>> Start Material supplied

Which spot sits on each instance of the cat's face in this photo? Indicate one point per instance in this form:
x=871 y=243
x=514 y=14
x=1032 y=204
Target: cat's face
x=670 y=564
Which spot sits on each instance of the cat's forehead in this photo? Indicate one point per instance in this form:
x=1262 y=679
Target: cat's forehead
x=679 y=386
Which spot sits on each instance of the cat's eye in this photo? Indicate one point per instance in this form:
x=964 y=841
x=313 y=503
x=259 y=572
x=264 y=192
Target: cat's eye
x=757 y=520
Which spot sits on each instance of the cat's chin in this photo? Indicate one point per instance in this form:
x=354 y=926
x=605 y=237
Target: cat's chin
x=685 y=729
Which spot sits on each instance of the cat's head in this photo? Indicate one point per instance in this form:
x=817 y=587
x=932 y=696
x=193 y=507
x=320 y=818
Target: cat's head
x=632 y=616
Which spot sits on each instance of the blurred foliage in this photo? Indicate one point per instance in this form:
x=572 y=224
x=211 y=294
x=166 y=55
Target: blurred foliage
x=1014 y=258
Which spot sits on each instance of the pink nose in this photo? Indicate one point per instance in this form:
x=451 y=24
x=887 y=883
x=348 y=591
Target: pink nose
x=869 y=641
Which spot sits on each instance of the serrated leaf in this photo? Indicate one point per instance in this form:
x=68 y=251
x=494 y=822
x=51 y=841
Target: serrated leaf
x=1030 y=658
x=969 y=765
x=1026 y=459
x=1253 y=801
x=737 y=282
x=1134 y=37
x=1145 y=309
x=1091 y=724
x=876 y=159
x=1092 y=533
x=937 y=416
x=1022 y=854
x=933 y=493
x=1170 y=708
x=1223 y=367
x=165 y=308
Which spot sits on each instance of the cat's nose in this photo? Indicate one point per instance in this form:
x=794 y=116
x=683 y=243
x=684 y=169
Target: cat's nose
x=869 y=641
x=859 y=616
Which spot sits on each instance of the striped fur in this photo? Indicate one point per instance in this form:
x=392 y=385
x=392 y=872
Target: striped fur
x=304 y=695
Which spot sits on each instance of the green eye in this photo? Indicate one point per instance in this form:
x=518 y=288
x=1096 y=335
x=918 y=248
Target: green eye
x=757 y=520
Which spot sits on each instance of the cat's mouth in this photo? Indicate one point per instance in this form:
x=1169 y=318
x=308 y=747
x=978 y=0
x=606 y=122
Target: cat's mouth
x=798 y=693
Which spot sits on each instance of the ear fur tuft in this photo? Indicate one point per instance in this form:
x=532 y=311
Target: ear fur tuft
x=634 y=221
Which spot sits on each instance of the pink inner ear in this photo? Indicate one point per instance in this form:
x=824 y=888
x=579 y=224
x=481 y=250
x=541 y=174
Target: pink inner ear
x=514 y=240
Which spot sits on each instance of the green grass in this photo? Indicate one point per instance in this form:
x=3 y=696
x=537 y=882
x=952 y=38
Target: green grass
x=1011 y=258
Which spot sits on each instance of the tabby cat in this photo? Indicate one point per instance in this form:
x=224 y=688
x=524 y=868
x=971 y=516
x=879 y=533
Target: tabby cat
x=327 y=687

>> End Material supplied

*Goal*.
Return all of the records above, reproducing every line word for word with no changes.

*Expected answer*.
Which spot sits on each instance of the cat's face in this photo? Indicate one point per instance in this form:
x=871 y=243
x=514 y=14
x=1032 y=204
Target: cat's face
x=670 y=564
Which spot sits on each instance of the cat's forehead in this photo? Indicate one point per instance in this form:
x=1262 y=679
Target: cat's forehead
x=679 y=386
Which spot sits on each instance of the cat's eye in this photo? Indicate one point per instance in this form:
x=964 y=841
x=313 y=503
x=259 y=572
x=264 y=192
Target: cat's eye
x=757 y=520
Which spot sits on each instance of the cat's chin in this photo? Indicate one point per instance in this form:
x=354 y=926
x=605 y=237
Target: cat's chin
x=685 y=729
Which spot sits on each instance of the cat's head in this photo? Indicate one point per instance in this form:
x=817 y=587
x=932 y=696
x=193 y=507
x=320 y=818
Target: cat's head
x=632 y=616
Which spot sits on each instance of the blurred foliage in this photo? Indicate one point per instance in this form:
x=572 y=224
x=211 y=294
x=166 y=55
Target: blurred foliage
x=1014 y=258
Which spot sits on each instance of the pink nose in this photo? Indicate one point per instance in this form:
x=451 y=24
x=887 y=883
x=348 y=591
Target: pink nose
x=869 y=641
Which spot sits on each instance of the serrated leaf in this photo? Indicate one point per instance in this form:
x=68 y=251
x=494 y=822
x=51 y=841
Target: serrated leaf
x=1030 y=658
x=969 y=765
x=1026 y=459
x=1253 y=801
x=737 y=282
x=1134 y=37
x=1145 y=309
x=1091 y=724
x=876 y=159
x=1092 y=533
x=937 y=416
x=1022 y=854
x=933 y=493
x=1170 y=708
x=1223 y=367
x=165 y=308
Which spot sits on each instance of the cat's nose in this photo? Indicate one point per instance in this form:
x=794 y=116
x=683 y=243
x=684 y=169
Target: cat's nose
x=869 y=641
x=859 y=616
Which spot sits on each instance of the striped fur in this photo? Indicate one point per instance in this form:
x=392 y=385
x=392 y=872
Target: striped fur
x=304 y=695
Which spot sits on each instance of the green eye in this photo? Indicate one point per instance in this form:
x=518 y=288
x=1096 y=335
x=918 y=248
Target: green eye
x=757 y=520
Which spot sits on each instance of the cat's mouth in this photo? Indicate one point per instance in this form:
x=1169 y=318
x=308 y=747
x=978 y=0
x=606 y=122
Target: cat's mouth
x=798 y=693
Which spot sits on each instance of the ear fur tuft in this photo? Indicate one point per instance in this form:
x=532 y=311
Target: ear fur tuft
x=634 y=221
Which spot sits on each instance of the pink inner ear in this photo? Indicate one point per instance in this form:
x=824 y=888
x=579 y=224
x=481 y=250
x=541 y=174
Target: pink inner ear
x=514 y=240
Which spot sits on each instance of the green grass in this photo? Indicate one point per instance in this form:
x=3 y=696
x=537 y=882
x=952 y=38
Target: green grass
x=1011 y=258
Which spot sits on each instance of the tabby cat in this photo? Indicate one point per instance in this form:
x=224 y=688
x=524 y=868
x=971 y=516
x=879 y=533
Target: tabby cat
x=327 y=687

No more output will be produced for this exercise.